Excerpts of pointing data:
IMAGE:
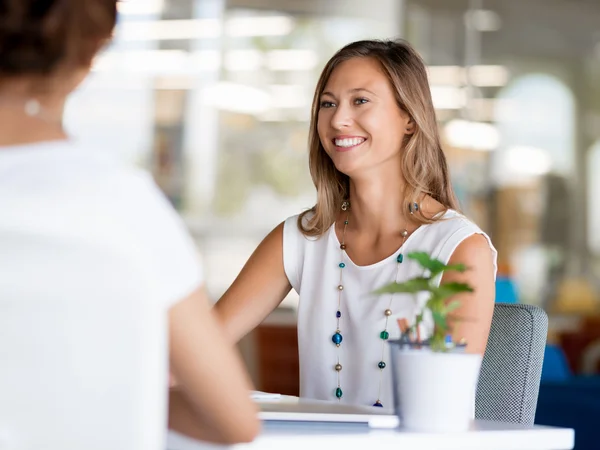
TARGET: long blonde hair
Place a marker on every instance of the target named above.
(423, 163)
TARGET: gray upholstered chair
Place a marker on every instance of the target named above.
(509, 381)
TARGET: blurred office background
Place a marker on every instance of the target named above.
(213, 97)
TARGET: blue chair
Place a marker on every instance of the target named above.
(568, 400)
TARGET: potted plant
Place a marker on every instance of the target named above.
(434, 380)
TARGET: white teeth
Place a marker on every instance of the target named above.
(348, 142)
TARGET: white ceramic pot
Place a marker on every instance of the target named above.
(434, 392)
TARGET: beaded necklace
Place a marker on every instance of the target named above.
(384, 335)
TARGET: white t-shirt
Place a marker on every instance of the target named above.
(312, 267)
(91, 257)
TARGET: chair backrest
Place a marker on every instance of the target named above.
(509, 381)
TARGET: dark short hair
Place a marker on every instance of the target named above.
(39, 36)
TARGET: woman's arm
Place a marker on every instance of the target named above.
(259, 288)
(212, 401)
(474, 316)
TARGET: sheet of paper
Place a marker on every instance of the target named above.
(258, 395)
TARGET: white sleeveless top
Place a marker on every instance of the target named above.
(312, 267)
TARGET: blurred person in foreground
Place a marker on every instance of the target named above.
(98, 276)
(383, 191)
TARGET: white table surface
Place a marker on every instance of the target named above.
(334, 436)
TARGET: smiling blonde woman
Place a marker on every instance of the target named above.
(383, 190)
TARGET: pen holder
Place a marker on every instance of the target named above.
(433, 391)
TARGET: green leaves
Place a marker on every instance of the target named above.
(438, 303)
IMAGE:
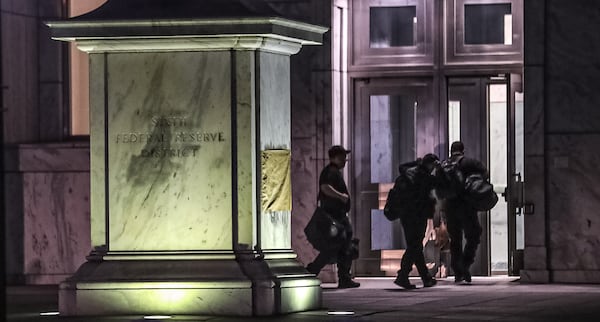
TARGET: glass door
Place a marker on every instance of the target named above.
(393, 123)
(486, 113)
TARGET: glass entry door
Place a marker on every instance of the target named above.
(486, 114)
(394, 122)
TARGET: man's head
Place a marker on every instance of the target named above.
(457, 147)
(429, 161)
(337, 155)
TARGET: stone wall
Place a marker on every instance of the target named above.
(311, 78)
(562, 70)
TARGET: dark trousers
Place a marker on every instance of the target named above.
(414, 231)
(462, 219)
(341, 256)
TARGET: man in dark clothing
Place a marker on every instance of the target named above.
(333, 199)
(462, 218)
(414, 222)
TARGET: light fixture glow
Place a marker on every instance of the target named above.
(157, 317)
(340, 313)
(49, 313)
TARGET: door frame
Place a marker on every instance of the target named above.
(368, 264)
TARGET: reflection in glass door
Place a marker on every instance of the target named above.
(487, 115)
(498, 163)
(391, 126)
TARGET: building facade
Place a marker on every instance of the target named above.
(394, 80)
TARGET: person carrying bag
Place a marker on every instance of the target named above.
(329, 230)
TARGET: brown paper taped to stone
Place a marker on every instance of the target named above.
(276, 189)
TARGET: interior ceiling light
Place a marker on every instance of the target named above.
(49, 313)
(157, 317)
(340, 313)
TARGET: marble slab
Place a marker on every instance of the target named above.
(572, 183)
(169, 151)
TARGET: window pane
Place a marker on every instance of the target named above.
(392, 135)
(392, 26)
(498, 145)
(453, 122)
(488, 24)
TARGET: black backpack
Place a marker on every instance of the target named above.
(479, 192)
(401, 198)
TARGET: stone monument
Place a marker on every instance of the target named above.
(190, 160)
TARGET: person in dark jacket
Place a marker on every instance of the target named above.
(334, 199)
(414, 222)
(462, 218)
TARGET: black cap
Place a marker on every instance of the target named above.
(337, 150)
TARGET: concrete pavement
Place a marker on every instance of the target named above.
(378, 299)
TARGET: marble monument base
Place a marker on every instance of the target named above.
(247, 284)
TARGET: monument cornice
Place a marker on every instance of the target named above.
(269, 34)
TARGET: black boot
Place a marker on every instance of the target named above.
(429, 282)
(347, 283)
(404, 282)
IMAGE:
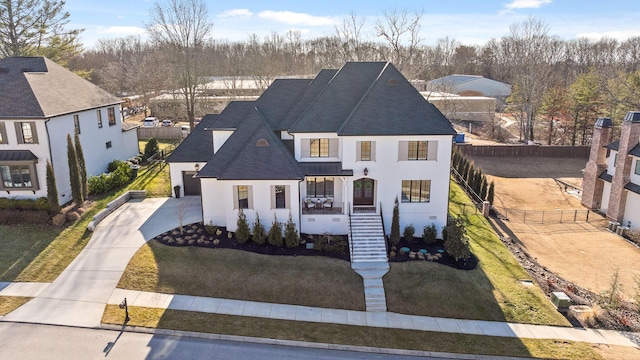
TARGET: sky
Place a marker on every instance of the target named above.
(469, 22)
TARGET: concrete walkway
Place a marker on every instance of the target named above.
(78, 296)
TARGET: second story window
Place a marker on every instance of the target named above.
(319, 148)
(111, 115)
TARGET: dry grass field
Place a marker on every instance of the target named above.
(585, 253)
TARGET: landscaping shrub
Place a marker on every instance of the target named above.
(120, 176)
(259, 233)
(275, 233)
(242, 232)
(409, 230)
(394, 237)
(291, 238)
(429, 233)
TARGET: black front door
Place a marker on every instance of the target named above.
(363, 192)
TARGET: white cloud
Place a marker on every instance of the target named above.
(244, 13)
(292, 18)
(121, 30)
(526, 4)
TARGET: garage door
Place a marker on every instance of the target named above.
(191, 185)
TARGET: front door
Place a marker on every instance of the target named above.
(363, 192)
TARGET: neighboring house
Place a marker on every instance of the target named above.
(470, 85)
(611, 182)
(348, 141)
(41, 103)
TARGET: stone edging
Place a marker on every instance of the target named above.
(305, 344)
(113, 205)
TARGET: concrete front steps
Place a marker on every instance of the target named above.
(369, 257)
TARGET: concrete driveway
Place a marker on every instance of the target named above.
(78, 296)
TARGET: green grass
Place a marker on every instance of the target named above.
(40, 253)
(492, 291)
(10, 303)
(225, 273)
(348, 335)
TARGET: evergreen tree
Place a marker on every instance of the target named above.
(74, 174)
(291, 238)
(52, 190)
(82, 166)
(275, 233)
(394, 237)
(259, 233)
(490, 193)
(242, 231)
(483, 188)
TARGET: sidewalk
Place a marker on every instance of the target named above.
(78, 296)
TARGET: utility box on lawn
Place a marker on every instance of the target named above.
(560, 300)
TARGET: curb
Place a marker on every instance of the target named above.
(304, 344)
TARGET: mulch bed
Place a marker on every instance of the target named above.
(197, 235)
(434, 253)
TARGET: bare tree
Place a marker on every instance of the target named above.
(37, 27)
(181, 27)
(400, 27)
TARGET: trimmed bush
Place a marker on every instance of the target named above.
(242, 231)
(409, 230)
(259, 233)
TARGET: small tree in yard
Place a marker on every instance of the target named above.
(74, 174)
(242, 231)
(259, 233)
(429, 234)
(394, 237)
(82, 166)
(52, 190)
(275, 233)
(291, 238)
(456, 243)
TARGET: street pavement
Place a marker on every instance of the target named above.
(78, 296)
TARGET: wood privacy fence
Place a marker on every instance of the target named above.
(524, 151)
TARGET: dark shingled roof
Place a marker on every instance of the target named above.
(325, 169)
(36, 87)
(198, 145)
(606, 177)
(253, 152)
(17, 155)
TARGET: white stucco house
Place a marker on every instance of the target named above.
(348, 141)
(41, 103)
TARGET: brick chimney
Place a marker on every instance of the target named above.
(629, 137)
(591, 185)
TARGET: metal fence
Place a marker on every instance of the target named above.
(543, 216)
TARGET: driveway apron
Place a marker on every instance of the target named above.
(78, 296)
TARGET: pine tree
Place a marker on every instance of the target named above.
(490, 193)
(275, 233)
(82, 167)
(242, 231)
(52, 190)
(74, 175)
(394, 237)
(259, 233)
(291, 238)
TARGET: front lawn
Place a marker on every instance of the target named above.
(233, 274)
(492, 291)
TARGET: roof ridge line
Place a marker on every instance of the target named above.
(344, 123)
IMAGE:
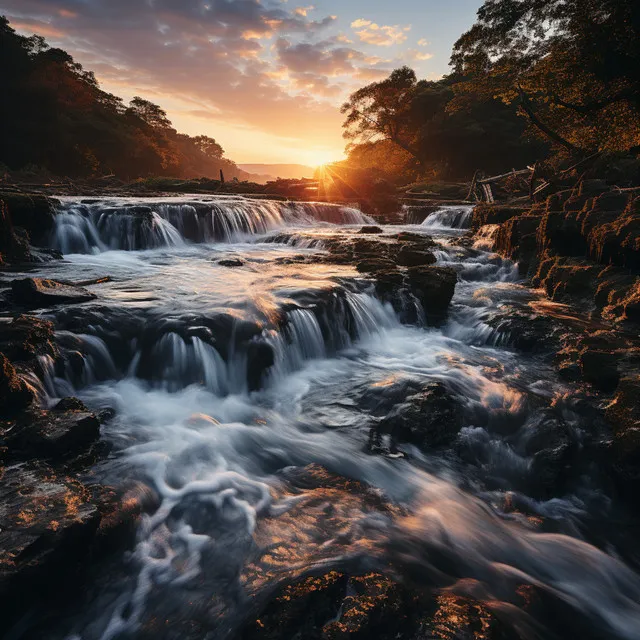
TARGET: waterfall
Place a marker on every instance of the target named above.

> **WORK TO COMPLETE**
Leave out the pictures and transcribe the entries above exactly.

> **SOLVED EXERCISE**
IMAGE:
TARGET: long blonde hair
Place a marker on every instance of the target named above.
(423, 163)
TARGET: gray upholstered chair
Place a marker on every instance of the target named above.
(509, 381)
TARGET: blurred office background
Place a marker on every instance of the target named above.
(213, 97)
TARGET: blue chair
Place a marker on every instance of the target named above.
(568, 400)
TARGET: potted plant
Place a marker on every instance of the target named above.
(434, 380)
TARGET: white teeth
Place a marker on every instance of the target named above.
(348, 142)
TARGET: white ceramic pot
Place a marker on every instance of the target named above.
(434, 392)
TARGET: beaded necklace
Place a marker on every instance of the target named above.
(384, 335)
TARGET: white t-shirt
Place a marker on every instance of the target named above.
(312, 267)
(91, 257)
TARGET: chair backrest
Place a marker on every instance of the target named above.
(509, 381)
TARGET: dark short hair
Place a marker on every instance of the target named above.
(39, 36)
TARGET: woman's arm
Place a marker on every instance of the target named above.
(259, 288)
(212, 401)
(474, 316)
TARGET: sheet of paper
Place a marker on every instance of the target named above.
(258, 395)
TARGET: white sleeveless top
Place a marker on every instance of the target named above.
(312, 267)
TARGET: blurred person in foreground
Place a marker on every instance of the target named above.
(98, 276)
(383, 191)
TARGET: white table surface
Place a marker on every instance of the target named above.
(334, 436)
TARGET: smiling blonde woman
Place a marker on every instance of the target named above.
(383, 190)
TARGET: pen holder
Place a marker on every instance of the target named above.
(433, 391)
TARGET: green leaves
Place a marker on every instance of the target named above.
(438, 303)
IMAGE:
TARGET: glass door
Place a marker on every instance of the target named above.
(393, 123)
(486, 113)
TARGET: glass entry door
Place a marker on every instance of the target named above.
(486, 114)
(394, 122)
TARGET: man's head
Place a marker on every instance of the target named above.
(457, 147)
(429, 161)
(337, 155)
TARGET: stone wall
Place a marker on every instance of the target named above.
(311, 78)
(562, 70)
TARGET: dark trousers
Place a marker on every instance of the target named above.
(414, 231)
(462, 219)
(341, 256)
TARGET: man in dark clothing
Place a marker on every instance of the target named above.
(333, 199)
(462, 218)
(414, 222)
TARGET: light fixture glow
Place a marker on every instance of the target named above.
(157, 317)
(340, 313)
(49, 313)
TARGET: door frame
Place a marker on every instance of the target named above.
(368, 264)
TARGET: reflection in glass door
Place a marker on every instance of the target named above.
(487, 115)
(498, 163)
(391, 126)
TARGET: building facade
Place a marker on every instance of the target named above.
(394, 80)
TARGET: person carrying bag
Place a marker on every instance of the target named above.
(329, 230)
TARGET: brown paper taped to stone
Place a marker on every instance of the target named above.
(276, 189)
TARGET: interior ceiling light
Place a marker on every instance of the target named above.
(49, 313)
(157, 317)
(340, 313)
TARGET: marble slab
Place a marker on every instance of the target named above.
(572, 183)
(169, 151)
TARGET: window pane
Place a marker on every instance of the target named above.
(392, 135)
(392, 26)
(498, 145)
(453, 122)
(488, 24)
TARGET: black backpack
Place a marker on every instance of the target named above.
(479, 192)
(401, 198)
TARGET: stone monument
Place a marker on every instance of the target named above.
(190, 160)
TARGET: person in dark jacket
Place a marker on every instance of the target named above.
(334, 199)
(414, 222)
(462, 218)
TARGET: black cap
Place a marker on every instance of the target named above.
(337, 150)
TARGET: concrete pavement
Place a marker on every instance of the target named above.
(378, 299)
TARGET: marble monument base
Place a marker on every instance of the target named above.
(247, 284)
TARGET: monument cornice
Place a marker on every instance of the target named above.
(269, 34)
TARGET: black boot
Place a marker on every instance of the target named above.
(429, 282)
(347, 283)
(404, 282)
IMAGE:
TARGET: sky
Place a marker on every instance of the target named above.
(469, 22)
TARGET: concrete walkway
Place a marker on every instance of the target named above.
(78, 296)
TARGET: second story window
Place a marker on every instance of the target named above.
(319, 148)
(111, 115)
TARGET: dry grass field
Place a marker on every instance of the target named above.
(585, 253)
TARGET: landscaping shrub
Place a marker on every instance of the target named above.
(120, 176)
(259, 233)
(275, 233)
(242, 232)
(409, 230)
(394, 237)
(291, 238)
(429, 233)
TARGET: black front door
Place a marker on every instance of the target named above.
(363, 192)
TARGET: white cloud
Place a marker on every instance of the target named above.
(244, 13)
(292, 18)
(121, 30)
(526, 4)
TARGET: garage door
Place a marker on every instance of the target named above.
(191, 185)
TARGET: front door
Place a marker on every instance of the target named above.
(363, 192)
TARGET: neighboring house
Place a marker on every instance of the target named above.
(470, 85)
(611, 182)
(348, 141)
(41, 103)
TARGET: stone edging
Place a marker on every instance of the target named above.
(305, 344)
(113, 205)
TARGET: concrete front steps
Place a marker on every instance of the target named above.
(369, 257)
TARGET: concrete driveway
Place a marker on every instance of the target named above.
(78, 296)
TARGET: green grass
Place a marker on every instance of the target named above.
(40, 253)
(492, 291)
(10, 303)
(225, 273)
(348, 335)
TARGET: evergreen tree
Place a marker on every instance of the target named above.
(74, 174)
(291, 238)
(52, 190)
(82, 166)
(275, 233)
(394, 237)
(259, 233)
(490, 193)
(242, 231)
(483, 188)
TARGET: sidewalk
Place a marker on every instance of the target named above.
(78, 296)
TARGET: utility box on lawn
Place a marker on every instance of the target named above.
(560, 300)
TARGET: curb
Place a marker on every instance of the target named above.
(304, 344)
TARGET: mulch bed
Place a marker on every instance of the target named above.
(197, 235)
(434, 253)
TARGET: bare tree
Place a marker on every instance of the target named above.
(37, 27)
(181, 27)
(400, 27)
TARGET: trimmed bush
Place a marker on every instance of the target named above.
(242, 231)
(409, 230)
(259, 233)
TARGET: small tree in yard
Place a marker on every instance of the target named above.
(74, 174)
(242, 231)
(259, 233)
(429, 234)
(394, 237)
(82, 166)
(52, 190)
(275, 233)
(291, 238)
(456, 243)
TARGET: street pavement
Place a marker on every instance of the target named above.
(78, 296)
TARGET: wood privacy fence
Place a marker on every instance of the target named above.
(524, 151)
TARGET: dark shingled roof
Place a marker on every instance of the target named above.
(325, 169)
(36, 87)
(198, 145)
(606, 177)
(253, 152)
(17, 155)
TARGET: white stucco house
Place a marker on every instance of the target named above.
(348, 141)
(41, 103)
TARGET: brick chimney
Place a marker on every instance of the target named above.
(629, 137)
(591, 185)
TARGET: metal fence
Place a marker on every instance of the target named above.
(543, 216)
TARGET: driveway apron
Place a marker on every instance of the target named above.
(78, 296)
TARGET: pine tree
Place a marker on every instance of the target named above.
(490, 193)
(275, 233)
(82, 167)
(242, 231)
(52, 190)
(74, 175)
(394, 237)
(259, 233)
(291, 238)
TARGET: front lawn
Place a marker on every instance of the target named above.
(233, 274)
(492, 291)
TARGET: roof ridge line
Place a marker on every instance of the target named above.
(344, 123)
IMAGE:
TARGET: waterfall
Place a marker on every instance of the target named above.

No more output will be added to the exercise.